# start of Data for this exercise
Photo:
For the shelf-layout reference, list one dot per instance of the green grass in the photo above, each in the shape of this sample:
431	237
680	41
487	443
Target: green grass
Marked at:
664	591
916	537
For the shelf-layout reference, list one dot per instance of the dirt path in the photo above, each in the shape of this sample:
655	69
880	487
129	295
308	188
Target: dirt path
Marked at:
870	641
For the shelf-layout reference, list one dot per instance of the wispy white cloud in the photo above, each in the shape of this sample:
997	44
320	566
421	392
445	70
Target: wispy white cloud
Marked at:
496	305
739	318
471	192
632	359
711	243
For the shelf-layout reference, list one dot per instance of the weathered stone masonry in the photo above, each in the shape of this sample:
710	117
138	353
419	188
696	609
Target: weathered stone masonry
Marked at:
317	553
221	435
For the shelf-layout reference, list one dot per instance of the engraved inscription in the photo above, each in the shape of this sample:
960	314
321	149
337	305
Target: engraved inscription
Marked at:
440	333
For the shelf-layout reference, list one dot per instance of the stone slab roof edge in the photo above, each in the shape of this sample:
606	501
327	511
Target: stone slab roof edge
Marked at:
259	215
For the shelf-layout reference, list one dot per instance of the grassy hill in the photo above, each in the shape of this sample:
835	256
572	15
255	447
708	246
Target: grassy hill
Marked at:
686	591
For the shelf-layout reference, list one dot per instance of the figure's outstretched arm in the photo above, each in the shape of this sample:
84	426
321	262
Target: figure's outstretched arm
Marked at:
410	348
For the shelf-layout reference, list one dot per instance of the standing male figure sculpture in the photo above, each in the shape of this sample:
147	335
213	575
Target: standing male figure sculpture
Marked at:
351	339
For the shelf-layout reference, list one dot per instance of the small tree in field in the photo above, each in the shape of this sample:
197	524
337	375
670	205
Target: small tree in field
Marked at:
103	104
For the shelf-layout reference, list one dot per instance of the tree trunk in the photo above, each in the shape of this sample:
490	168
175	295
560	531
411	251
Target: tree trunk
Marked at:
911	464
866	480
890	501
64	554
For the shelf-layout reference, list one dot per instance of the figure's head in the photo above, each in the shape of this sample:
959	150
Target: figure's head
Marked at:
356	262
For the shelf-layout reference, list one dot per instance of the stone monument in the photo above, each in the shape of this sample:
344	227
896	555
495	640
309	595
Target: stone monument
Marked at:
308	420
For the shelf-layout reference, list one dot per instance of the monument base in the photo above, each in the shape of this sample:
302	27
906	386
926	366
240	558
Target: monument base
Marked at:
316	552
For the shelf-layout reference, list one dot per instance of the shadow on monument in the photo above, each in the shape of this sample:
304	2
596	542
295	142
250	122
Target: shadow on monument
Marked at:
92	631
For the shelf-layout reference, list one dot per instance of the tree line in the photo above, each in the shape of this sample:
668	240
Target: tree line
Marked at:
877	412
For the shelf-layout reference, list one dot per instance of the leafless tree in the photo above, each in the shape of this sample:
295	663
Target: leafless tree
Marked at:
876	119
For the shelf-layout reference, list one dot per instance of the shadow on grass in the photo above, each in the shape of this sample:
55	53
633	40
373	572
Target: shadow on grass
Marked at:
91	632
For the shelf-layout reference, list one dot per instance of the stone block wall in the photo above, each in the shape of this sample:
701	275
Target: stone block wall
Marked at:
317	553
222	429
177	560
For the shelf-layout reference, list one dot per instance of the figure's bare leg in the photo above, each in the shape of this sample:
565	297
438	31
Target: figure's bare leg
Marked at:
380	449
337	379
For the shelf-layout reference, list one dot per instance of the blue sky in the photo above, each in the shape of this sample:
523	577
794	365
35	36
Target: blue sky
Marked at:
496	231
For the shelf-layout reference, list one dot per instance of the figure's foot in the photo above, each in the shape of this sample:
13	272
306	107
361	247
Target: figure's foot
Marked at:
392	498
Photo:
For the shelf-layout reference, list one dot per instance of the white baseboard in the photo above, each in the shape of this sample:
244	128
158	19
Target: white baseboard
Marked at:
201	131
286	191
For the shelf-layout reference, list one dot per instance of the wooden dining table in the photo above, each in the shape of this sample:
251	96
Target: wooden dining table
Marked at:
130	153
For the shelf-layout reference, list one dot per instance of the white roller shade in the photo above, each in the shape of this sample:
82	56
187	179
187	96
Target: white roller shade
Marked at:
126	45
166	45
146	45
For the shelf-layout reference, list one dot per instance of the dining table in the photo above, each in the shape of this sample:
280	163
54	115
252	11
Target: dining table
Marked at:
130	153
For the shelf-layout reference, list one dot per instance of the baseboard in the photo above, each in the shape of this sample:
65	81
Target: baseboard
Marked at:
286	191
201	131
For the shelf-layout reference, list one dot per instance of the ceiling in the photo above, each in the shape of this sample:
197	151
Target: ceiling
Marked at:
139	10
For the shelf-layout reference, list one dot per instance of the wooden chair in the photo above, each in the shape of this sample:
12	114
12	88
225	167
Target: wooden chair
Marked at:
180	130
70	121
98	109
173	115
# end of Data for this exercise
* Written task *
Render the stretch from the line containing "the figure's foot" through the last of the rows as a JSON list of strings, one string per line, with blank lines left out.

* Problem solution *
[
  "For the shelf-layout reference, list one dot per instance of the figure's foot in the photo above, each in the shape of this sample:",
  "13\t272",
  "306\t107",
  "361\t247",
  "Target: figure's foot",
  "Marked at:",
  "392\t498",
  "Photo:",
  "For the shelf-layout reference, list one dot per instance of the white baseboard in the photo above, each in the shape of this sample:",
  "244\t128",
  "158\t19",
  "Target: white baseboard",
  "Marked at:",
  "201\t131",
  "286\t191",
  "For the shelf-layout reference, list one dot per instance of the wooden dining table in the photo above, each in the shape of this sample:",
  "251\t96",
  "Target: wooden dining table",
  "Marked at:",
  "130\t153",
  "For the shelf-layout reference, list one dot per instance of the white roller shade in the photo above, each in the shape of this sample:",
  "82\t56",
  "187\t179",
  "187\t96",
  "Target: white roller shade",
  "Marked at:",
  "126\t45",
  "166\t45",
  "146\t45",
  "For the shelf-layout reference, list one dot per instance of the dining table in the photo above, each in the shape of this sample:",
  "280\t163",
  "54\t115",
  "252\t11",
  "Target: dining table",
  "Marked at:",
  "130\t153",
  "For the shelf-layout reference, list one dot per instance of the baseboard in the photo above, each in the shape of this sample:",
  "65\t81",
  "Target: baseboard",
  "Marked at:",
  "286\t191",
  "201\t131",
  "For the shelf-layout reference, list one dot per instance of the ceiling in the photo above, each in the shape of this sample:",
  "197\t151",
  "Target: ceiling",
  "Marked at:",
  "139\t10",
  "For the shelf-layout reference, list one dot per instance of the wooden chair in the photo above, each in the shape of this sample:",
  "12\t114",
  "12\t88",
  "225\t167",
  "Target: wooden chair",
  "Marked at:",
  "180\t130",
  "70\t121",
  "98\t109",
  "173\t115"
]